The problem: Rewrite every entry below, switching each "photograph" to "image" and changing nothing else. Leave the pictures out of your answer.

+++ Data entries +++

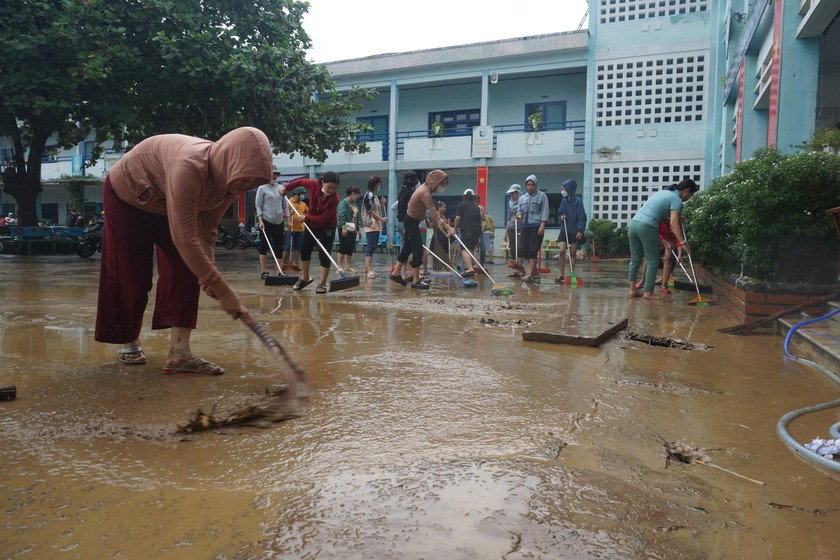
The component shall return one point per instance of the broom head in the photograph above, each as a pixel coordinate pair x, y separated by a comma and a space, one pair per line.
343, 283
500, 291
281, 280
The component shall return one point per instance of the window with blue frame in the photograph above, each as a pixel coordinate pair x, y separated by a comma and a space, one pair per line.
553, 115
456, 123
377, 133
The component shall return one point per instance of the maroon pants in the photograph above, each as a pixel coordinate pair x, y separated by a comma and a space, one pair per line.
130, 241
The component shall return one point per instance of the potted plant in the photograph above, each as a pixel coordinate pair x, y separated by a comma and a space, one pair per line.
438, 130
534, 123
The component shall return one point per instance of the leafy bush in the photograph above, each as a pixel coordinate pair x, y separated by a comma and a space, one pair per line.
608, 239
767, 219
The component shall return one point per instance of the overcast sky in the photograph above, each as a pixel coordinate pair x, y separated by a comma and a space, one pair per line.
343, 29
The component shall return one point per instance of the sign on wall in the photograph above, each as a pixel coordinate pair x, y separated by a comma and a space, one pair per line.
482, 141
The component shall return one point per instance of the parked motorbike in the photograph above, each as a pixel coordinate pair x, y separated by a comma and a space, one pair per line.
248, 239
226, 239
91, 241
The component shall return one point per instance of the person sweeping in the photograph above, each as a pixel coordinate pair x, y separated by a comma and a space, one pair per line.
164, 199
571, 216
421, 206
322, 220
644, 233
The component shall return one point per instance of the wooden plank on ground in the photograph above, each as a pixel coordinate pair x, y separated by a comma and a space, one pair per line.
558, 333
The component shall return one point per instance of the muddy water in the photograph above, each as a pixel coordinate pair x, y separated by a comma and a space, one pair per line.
430, 433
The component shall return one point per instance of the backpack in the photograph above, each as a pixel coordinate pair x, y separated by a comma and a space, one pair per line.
402, 202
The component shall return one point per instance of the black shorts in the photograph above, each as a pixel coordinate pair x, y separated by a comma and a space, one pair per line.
346, 243
470, 238
274, 234
531, 242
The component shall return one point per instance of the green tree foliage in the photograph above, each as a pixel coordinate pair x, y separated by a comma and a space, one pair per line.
767, 219
135, 68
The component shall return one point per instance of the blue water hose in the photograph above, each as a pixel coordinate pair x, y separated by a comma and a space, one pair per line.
781, 425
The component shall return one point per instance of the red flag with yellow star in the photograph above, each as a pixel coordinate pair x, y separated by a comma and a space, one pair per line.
481, 183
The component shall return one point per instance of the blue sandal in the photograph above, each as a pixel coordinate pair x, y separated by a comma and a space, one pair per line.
301, 284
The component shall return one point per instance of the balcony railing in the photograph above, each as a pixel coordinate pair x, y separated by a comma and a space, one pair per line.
578, 126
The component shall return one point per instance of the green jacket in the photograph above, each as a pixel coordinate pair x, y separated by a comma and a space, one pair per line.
345, 213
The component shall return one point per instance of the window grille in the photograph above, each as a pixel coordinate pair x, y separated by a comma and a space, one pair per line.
615, 183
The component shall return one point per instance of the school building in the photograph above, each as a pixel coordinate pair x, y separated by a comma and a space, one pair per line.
654, 91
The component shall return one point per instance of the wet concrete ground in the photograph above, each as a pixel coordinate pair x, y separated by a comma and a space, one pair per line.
429, 434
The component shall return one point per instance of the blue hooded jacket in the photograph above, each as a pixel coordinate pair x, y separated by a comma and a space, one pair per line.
572, 208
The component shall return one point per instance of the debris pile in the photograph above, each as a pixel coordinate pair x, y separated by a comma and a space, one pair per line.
827, 448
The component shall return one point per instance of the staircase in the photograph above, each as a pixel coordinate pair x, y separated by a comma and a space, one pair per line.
819, 342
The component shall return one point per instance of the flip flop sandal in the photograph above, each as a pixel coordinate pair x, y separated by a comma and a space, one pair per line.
398, 279
132, 357
196, 366
301, 284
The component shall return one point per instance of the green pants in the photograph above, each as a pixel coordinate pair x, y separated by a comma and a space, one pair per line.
644, 243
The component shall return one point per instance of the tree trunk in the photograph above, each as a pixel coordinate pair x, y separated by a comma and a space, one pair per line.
26, 195
23, 180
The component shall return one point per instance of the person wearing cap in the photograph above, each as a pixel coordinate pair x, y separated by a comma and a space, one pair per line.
421, 206
295, 231
322, 220
643, 233
571, 215
515, 191
348, 228
373, 216
468, 221
164, 199
272, 212
532, 216
410, 184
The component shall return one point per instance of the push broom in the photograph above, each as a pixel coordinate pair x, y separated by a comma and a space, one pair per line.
699, 301
497, 289
280, 279
465, 282
343, 283
573, 279
276, 406
515, 265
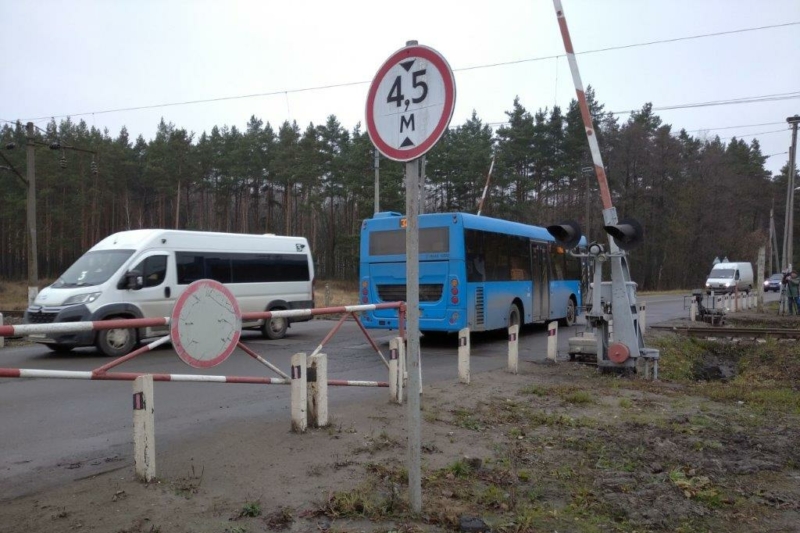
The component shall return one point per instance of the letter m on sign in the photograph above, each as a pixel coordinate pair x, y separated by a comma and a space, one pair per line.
409, 123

+++

Result of the task:
The component shall return one point per instance of the broom head in the image above, each as a pixel coordinate pair x, y separated by a comma and a space, one pair per line.
343, 283
500, 291
281, 280
The component shall return one point per instance of the window with blue frame in the image above, each as a pixel coordinate pair x, y separated by a comma and a space, one pair per line.
553, 115
456, 123
377, 133
The component shall return one point per instance of the maroon pants in the image above, each as a pixel coordinate pair x, y separated by a comma and a space, one pair per line.
130, 241
The component shall return one point per instance of the potted plant in the image above, each as a pixel coordinate pair x, y separated by a comma and a space, one pair per line.
438, 130
534, 123
The component shall return one point per instance of the leafy bush in the image above, each as a pixel coordinate pair x, y separated by a comma and a space, one pair per line.
608, 239
767, 219
The component shall return one point per instance of the overcast sky in the image above, each as a pixel coordinate pair x, y separated by a comma and a space, one pair per line.
343, 29
The component shall return one point per instance of the sign on wall in the image above, each as a pixel coordinate pair x, y separated by a comma and a space, one pair per line.
482, 141
The component shall return one point per instance of the parked motorbike in the image above, each as a pixel coordinate pair x, y separated by a comma and a space, one pair per line.
248, 239
226, 239
91, 241
The component shall return one point per instance of the person sweeping in the image above, each as a pixel coordinate pair x, y separated by a comma and a space, one pair per line.
164, 199
571, 216
421, 206
322, 220
644, 233
The component shall return one point per instance of the wooden plank on ground in the image above, each as a pixel coordinate pair x, y separated by a comma and a space, one pair per line.
558, 333
The component shall return one point per instance of the muddy water in the image above, each as a pixel coordinate pair x, y separated by a comma and a space, one pair per line.
430, 433
The component shall return one point per instance of the backpack in the image above, each as a pixel coordinate pair x, y separated by a comma and a space, one pair per line.
402, 202
The component shall return one point per instance of the black shorts in the image above, each as a pixel coordinate pair x, y separated by a comma and a space, one pair per line.
346, 243
470, 238
274, 234
531, 242
The component shall return one point per instance of the green tree foliage in the image above, each as a pixel coordinate pair x, y separated by a comma and a space, one pair per line.
767, 219
135, 68
The component shall return one point per instance of the blue water hose in the image above, each as a pixel coordinate pair x, y separated by a comma and a space, one pair per line.
781, 425
The component shall return one point per instance of the red flag with yellow star in the image above, each as a pixel coordinate pair x, y separated by a comma and a space, one pair per line.
481, 183
The component shall return one point per instance of the blue sandal in the image above, each as a pixel coordinate pair x, y separated by a comma and a space, one pair per line.
301, 284
The component shall return one point per instance of the balcony railing in the image above, each as a pixel coordinate pair x, y separated by a comma and a space, one pair per line.
578, 126
The component shall return one point per instance of the green jacket in the image above, each as a pixel coordinate pair x, y separated by a comma and a space, one pair per line.
345, 213
The component shall return one point per instance of the window grille in the image above, each as a pixel coordinate pair x, y separated by a comma and a space, one pair per line.
615, 183
The component shall return one point per instance of the school building in the image above, each as a pixel coordinate pair x, y separated by a comma and a space, one pair per line.
654, 91
The component shall return one point per instance of the wet concrete ground in the image above, each as a pixel coordinate pair x, y separated by a comma and a space, one pair per line.
429, 434
The component shall return one point per instance of the blue hooded jacket in the image above, each as a pixel coordinate pair x, y separated by a comma and a space, one pair per line.
572, 208
The component shall return one point per instance of the debris pile in the image above, each as a pixel coordinate pair x, y separated by a comma and a space, one pair per line.
827, 448
The component shall return one point per instance of the staircase in the image above, each as a pixel coordinate pair x, y separated by a comma and a space, one pair per line.
819, 342
The component shall return one point per instance of the flip flop sandal in the image above, each as a pixel coordinate pair x, y separated by a comma and a space, one pair per line.
398, 279
132, 357
196, 366
301, 284
The component shall return one point per instance of the green pants in the image above, each as a pixel coordinate pair x, y separated by a comma and a space, one pair per line.
644, 243
The component shall return one point per instance of the tree trunk in the image above, each as a pixel coordinate pair x, y separated by a comma and a space, one pair per line.
26, 195
23, 180
The component shall return one point per instance of the person wearing cap in the image above, each as a pixel coordinate pair x, y separated by a comma and a space, one pair per line.
421, 206
295, 231
322, 220
643, 233
571, 215
515, 191
348, 228
373, 216
468, 221
164, 199
272, 212
532, 216
410, 184
The component shall return one point per instance of the push broom in the image above, each as a pixel coordinate pair x, y separated by a comma and a space, one pair per line.
699, 301
497, 289
280, 279
465, 282
343, 283
573, 279
276, 406
515, 265
The component shall return one point per instance of the letter m on sign in the image above, each as a pixel coordinate pair x, y separated by a comma and a space, one pair per line.
409, 123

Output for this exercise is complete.